INPUT ROWS ::
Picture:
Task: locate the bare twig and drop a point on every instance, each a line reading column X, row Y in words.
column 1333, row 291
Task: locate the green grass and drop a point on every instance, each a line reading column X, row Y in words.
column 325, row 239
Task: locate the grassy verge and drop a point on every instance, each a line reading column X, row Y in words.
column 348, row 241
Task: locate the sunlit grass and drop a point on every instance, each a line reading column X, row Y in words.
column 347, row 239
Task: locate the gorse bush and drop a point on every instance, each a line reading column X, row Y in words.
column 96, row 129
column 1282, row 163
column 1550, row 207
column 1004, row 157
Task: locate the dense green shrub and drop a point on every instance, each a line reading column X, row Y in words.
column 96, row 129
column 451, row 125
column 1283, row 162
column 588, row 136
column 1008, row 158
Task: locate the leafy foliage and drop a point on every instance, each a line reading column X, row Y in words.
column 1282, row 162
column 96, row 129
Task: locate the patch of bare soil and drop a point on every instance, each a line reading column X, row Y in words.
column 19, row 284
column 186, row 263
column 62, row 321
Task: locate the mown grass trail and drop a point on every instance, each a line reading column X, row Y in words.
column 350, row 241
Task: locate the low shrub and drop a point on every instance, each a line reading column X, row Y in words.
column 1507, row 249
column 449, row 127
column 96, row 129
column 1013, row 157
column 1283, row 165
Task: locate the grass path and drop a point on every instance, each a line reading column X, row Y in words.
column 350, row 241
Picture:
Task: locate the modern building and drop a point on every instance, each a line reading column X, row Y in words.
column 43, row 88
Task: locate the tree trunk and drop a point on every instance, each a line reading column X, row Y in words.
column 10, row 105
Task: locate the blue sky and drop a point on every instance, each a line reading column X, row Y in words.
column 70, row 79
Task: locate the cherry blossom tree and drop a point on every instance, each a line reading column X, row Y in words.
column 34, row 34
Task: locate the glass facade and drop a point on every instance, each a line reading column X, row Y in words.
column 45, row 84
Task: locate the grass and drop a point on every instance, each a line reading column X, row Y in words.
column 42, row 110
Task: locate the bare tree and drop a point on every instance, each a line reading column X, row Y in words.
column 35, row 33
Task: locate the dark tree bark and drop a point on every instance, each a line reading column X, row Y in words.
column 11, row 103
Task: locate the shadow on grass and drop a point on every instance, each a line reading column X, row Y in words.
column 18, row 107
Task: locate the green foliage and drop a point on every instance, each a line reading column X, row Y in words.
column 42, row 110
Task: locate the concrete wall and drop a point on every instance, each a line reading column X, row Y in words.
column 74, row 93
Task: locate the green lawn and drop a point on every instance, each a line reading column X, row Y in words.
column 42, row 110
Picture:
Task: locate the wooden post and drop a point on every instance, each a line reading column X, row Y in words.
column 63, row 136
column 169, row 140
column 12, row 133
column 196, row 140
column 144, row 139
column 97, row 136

TASK DESCRIPTION ::
Copy out, word for word, the part of the listing that opens with the line containing "Task: locate the bare tree" and runs through the end of the listing.

PROBLEM SOLUTION ::
Task: locate the bare tree and drop a point on every instance, each a line reading column X, row Y in words.
column 35, row 33
Task: locate the dark tree bark and drop a point on every instance, each a line reading column X, row Y in words.
column 11, row 103
Task: locate the shadow on grass and drop a point on every instance, each a line reading column X, row Y in words.
column 18, row 107
Task: locate the green foliage and drop a point on every instance, each a line reading column X, row Y in words.
column 42, row 110
Task: locate the concrete wall and drop a point on every instance, each a line reading column X, row Y in words.
column 74, row 93
Task: locate the green lawn and drop a point on every instance, each a line reading column X, row Y in words.
column 42, row 110
Picture:
Task: locate the wooden post and drop a point on every instance, each a line reading column X, row Y in words.
column 63, row 136
column 169, row 140
column 12, row 133
column 196, row 140
column 144, row 139
column 97, row 136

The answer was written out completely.